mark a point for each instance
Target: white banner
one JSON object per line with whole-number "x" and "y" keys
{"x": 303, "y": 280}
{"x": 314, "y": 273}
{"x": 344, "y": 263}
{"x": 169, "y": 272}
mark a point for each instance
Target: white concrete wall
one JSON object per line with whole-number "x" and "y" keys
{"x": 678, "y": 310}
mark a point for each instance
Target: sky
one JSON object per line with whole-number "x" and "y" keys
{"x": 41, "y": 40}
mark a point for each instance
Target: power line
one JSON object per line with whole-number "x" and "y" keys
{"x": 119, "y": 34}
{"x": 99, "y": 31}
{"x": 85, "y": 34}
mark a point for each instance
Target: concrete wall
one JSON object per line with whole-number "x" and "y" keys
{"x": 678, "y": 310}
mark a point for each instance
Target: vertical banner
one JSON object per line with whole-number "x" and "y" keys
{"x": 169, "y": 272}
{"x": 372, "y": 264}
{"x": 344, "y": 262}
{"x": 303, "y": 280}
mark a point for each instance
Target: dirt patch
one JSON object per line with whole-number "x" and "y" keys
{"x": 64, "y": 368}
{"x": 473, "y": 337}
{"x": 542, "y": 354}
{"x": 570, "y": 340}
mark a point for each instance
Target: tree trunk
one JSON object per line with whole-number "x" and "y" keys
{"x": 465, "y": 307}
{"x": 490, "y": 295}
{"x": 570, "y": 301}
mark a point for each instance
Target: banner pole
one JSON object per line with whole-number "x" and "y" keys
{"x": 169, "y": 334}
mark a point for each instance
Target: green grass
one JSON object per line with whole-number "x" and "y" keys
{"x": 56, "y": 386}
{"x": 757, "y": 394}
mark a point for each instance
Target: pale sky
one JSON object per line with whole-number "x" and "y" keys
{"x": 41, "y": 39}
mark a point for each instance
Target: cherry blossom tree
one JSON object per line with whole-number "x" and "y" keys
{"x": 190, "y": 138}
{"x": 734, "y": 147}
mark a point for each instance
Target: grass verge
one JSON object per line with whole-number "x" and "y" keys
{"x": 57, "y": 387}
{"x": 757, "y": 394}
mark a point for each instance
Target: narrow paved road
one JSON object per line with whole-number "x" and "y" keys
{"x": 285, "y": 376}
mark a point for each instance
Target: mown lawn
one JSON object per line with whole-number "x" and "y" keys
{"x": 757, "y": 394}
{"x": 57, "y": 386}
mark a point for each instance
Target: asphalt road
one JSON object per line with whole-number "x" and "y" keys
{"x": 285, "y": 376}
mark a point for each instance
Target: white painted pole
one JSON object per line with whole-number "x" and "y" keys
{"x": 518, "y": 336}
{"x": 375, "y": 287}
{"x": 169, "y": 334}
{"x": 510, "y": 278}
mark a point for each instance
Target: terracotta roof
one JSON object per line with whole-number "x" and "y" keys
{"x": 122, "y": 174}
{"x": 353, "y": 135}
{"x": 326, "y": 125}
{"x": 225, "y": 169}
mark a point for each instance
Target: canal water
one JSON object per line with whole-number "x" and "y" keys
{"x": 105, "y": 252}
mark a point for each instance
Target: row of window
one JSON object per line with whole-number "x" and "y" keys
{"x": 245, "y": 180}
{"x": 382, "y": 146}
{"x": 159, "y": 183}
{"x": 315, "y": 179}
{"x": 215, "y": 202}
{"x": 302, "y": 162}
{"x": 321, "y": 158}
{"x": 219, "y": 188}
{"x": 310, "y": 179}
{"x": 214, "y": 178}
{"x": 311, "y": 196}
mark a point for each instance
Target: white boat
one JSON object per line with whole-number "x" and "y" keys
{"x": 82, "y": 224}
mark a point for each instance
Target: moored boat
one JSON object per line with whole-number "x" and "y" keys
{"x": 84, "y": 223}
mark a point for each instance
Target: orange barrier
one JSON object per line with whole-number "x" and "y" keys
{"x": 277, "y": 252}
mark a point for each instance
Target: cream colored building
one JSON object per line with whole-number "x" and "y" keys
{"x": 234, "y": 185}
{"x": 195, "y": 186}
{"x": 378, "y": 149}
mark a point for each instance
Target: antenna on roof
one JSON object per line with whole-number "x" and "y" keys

• [Aim]
Return every line of the material exactly.

• [Solution to the problem]
mark a point for each instance
Target: white banner
one JSON object per line with whole-number "x" and "y" keys
{"x": 303, "y": 280}
{"x": 314, "y": 273}
{"x": 344, "y": 263}
{"x": 169, "y": 272}
mark a point for each instance
Target: white concrete wall
one JSON object per line with whole-number "x" and "y" keys
{"x": 678, "y": 310}
mark a point for each instance
Target: sky
one JSON object per line with whole-number "x" and "y" keys
{"x": 41, "y": 40}
mark a point for each instance
Target: power line
one JSON object per line with whole-number "x" and "y" keys
{"x": 119, "y": 34}
{"x": 99, "y": 31}
{"x": 85, "y": 34}
mark a point for each instance
Target: concrete wall
one JSON object per line with whole-number "x" and "y" keys
{"x": 678, "y": 310}
mark a point for each instance
Target: vertical banner
one JSON object per line with whole-number "x" and "y" keys
{"x": 169, "y": 272}
{"x": 372, "y": 264}
{"x": 344, "y": 262}
{"x": 303, "y": 280}
mark a point for each instance
Target: dirt patch
one JSON object per line with whole-number "x" and "y" keys
{"x": 64, "y": 368}
{"x": 473, "y": 337}
{"x": 542, "y": 354}
{"x": 570, "y": 340}
mark a point for each instance
Target: tree trunk
one JSON object per line with whole-number "x" and "y" keys
{"x": 465, "y": 307}
{"x": 490, "y": 295}
{"x": 570, "y": 301}
mark a point for each instance
Target: banner pole
one JSON object per line with whole-number "x" and "y" keys
{"x": 169, "y": 334}
mark a point for each instance
Target: green grass
one JSON object per line with whole-number "x" and "y" keys
{"x": 56, "y": 386}
{"x": 757, "y": 394}
mark a point for each instance
Target: pale sky
one JSON object per line with whole-number "x" and "y" keys
{"x": 41, "y": 39}
mark a point for each instance
Target: cherry blossom tree
one JSON object per line with whole-number "x" and "y" keys
{"x": 190, "y": 138}
{"x": 734, "y": 147}
mark a point for each instance
Target: grass verge
one JSON object per line with whole-number "x" and "y" keys
{"x": 57, "y": 387}
{"x": 757, "y": 394}
mark a point for each instance
Target: narrow paved road
one JSON object per line with whole-number "x" and "y" keys
{"x": 285, "y": 376}
mark a point for each instance
Target: mown lawn
one JSON object per line with whole-number "x" and "y" keys
{"x": 757, "y": 394}
{"x": 57, "y": 386}
mark a point for each instance
Target: asphalt road
one JSON object per line with whole-number "x" and "y" keys
{"x": 285, "y": 376}
mark a point for each instance
Target: white painted pole
one JSON object per line with whole-number "x" and "y" keys
{"x": 518, "y": 336}
{"x": 375, "y": 287}
{"x": 169, "y": 334}
{"x": 510, "y": 278}
mark a point for each instance
Target: terracotta roof
one JSON object per line with whole-number "x" and "y" keys
{"x": 122, "y": 174}
{"x": 353, "y": 135}
{"x": 326, "y": 125}
{"x": 225, "y": 169}
mark a point for each instance
Target: canal water
one JSON object per line with whole-number "x" and "y" keys
{"x": 105, "y": 252}
mark a point for each instance
Target: row of window
one JSON object per line with whole-number "x" and "y" keys
{"x": 245, "y": 180}
{"x": 382, "y": 146}
{"x": 159, "y": 183}
{"x": 315, "y": 179}
{"x": 215, "y": 202}
{"x": 302, "y": 162}
{"x": 321, "y": 158}
{"x": 219, "y": 188}
{"x": 310, "y": 179}
{"x": 214, "y": 178}
{"x": 311, "y": 196}
mark a point for each instance
Target: white boat
one JSON object per line with whole-number "x" and "y" keys
{"x": 82, "y": 224}
mark a point for each instance
Target: moored boat
one JSON object per line with whole-number "x" and "y" keys
{"x": 84, "y": 223}
mark a point for each instance
Target: orange barrier
one JSON object per line with whole-number "x" and "y" keys
{"x": 277, "y": 252}
mark a point for each instance
Target: cream colored building
one JSON object per line with whole-number "x" and "y" keys
{"x": 234, "y": 185}
{"x": 195, "y": 186}
{"x": 378, "y": 149}
mark a point for each instance
Target: antenna on roof
one JSON object per line with whole-number "x" and "y" keys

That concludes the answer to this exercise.